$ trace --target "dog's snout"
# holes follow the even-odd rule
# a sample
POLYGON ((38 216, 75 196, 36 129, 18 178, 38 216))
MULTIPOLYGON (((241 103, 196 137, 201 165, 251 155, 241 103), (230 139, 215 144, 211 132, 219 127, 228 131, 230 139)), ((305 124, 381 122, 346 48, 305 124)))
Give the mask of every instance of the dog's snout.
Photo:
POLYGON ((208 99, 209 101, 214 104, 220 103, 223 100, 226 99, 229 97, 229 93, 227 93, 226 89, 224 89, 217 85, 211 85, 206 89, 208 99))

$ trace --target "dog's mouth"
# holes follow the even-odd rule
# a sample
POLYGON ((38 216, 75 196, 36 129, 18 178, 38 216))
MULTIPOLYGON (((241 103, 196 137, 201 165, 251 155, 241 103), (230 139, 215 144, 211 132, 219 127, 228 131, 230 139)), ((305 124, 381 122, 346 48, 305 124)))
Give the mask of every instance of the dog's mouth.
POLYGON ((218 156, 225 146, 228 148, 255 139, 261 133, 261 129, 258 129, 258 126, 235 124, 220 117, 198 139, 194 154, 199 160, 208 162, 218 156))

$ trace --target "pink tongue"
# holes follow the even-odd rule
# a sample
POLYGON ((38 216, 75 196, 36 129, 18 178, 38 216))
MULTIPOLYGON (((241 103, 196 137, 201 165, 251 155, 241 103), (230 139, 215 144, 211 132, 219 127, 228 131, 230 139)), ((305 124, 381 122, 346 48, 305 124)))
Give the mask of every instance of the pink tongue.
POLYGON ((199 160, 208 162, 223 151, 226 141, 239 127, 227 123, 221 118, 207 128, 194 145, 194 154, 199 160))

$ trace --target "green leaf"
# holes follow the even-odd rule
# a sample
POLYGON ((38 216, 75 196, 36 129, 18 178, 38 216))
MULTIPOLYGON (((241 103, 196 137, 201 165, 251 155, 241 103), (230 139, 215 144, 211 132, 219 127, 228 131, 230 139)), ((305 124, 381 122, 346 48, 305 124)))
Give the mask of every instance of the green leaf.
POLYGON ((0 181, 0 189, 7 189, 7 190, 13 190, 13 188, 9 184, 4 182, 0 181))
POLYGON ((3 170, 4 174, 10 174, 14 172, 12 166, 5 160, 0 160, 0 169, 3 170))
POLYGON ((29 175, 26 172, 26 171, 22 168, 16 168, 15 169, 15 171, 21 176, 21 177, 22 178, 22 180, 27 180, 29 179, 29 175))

────────────────

▶ Exercise directions: Print all of the rows above again, character for character, with nothing changed.

▶ Result of this task:
$ trace --target "dog's snout"
# holes follow the even-odd rule
# a sample
POLYGON ((38 216, 75 196, 36 129, 18 178, 38 216))
MULTIPOLYGON (((241 103, 196 137, 201 165, 251 155, 241 103), (230 139, 215 144, 211 132, 219 127, 228 131, 230 139)), ((305 124, 381 122, 346 48, 305 124)))
Give the mask of every instance of the dog's snout.
Photo:
POLYGON ((208 99, 209 101, 214 104, 220 103, 223 100, 226 99, 229 97, 229 93, 227 93, 226 89, 224 89, 217 85, 211 85, 206 89, 208 99))

$ trace --target "dog's mouth"
# holes follow the even-odd rule
# a sample
POLYGON ((38 216, 75 196, 36 129, 18 178, 38 216))
MULTIPOLYGON (((241 103, 196 137, 201 165, 251 155, 241 103), (230 139, 215 144, 211 132, 219 127, 228 131, 230 139)), ((305 124, 381 122, 346 48, 305 124)))
Give the mask of every instance of the dog's mouth.
POLYGON ((218 156, 225 146, 228 148, 255 139, 261 133, 261 129, 258 129, 258 126, 235 124, 220 117, 198 139, 194 154, 199 160, 208 162, 218 156))

$ trace --target "pink tongue"
# holes follow the even-odd rule
# a sample
POLYGON ((38 216, 75 196, 36 129, 18 178, 38 216))
MULTIPOLYGON (((241 103, 196 137, 201 165, 251 155, 241 103), (230 139, 215 144, 211 132, 219 127, 228 131, 230 139)), ((305 124, 381 122, 346 48, 305 124)))
Give the mask of every instance of the pink tongue.
POLYGON ((199 160, 208 162, 223 151, 226 141, 239 127, 227 123, 221 118, 207 128, 194 145, 194 154, 199 160))

$ trace --target "green leaf"
# holes follow the even-odd rule
# a sample
POLYGON ((38 216, 75 196, 36 129, 18 178, 38 216))
MULTIPOLYGON (((241 103, 196 137, 201 165, 251 155, 241 103), (230 139, 215 144, 211 132, 219 127, 228 131, 230 139)), ((305 124, 381 122, 346 48, 305 124)))
Give the mask of every instance of the green leaf.
POLYGON ((0 181, 0 189, 7 189, 7 190, 13 190, 13 188, 9 184, 4 182, 0 181))
POLYGON ((3 170, 4 174, 10 174, 14 172, 12 166, 5 160, 0 160, 0 169, 3 170))
POLYGON ((29 175, 26 172, 26 171, 22 168, 16 168, 15 169, 15 171, 21 176, 21 177, 22 178, 22 180, 27 180, 29 179, 29 175))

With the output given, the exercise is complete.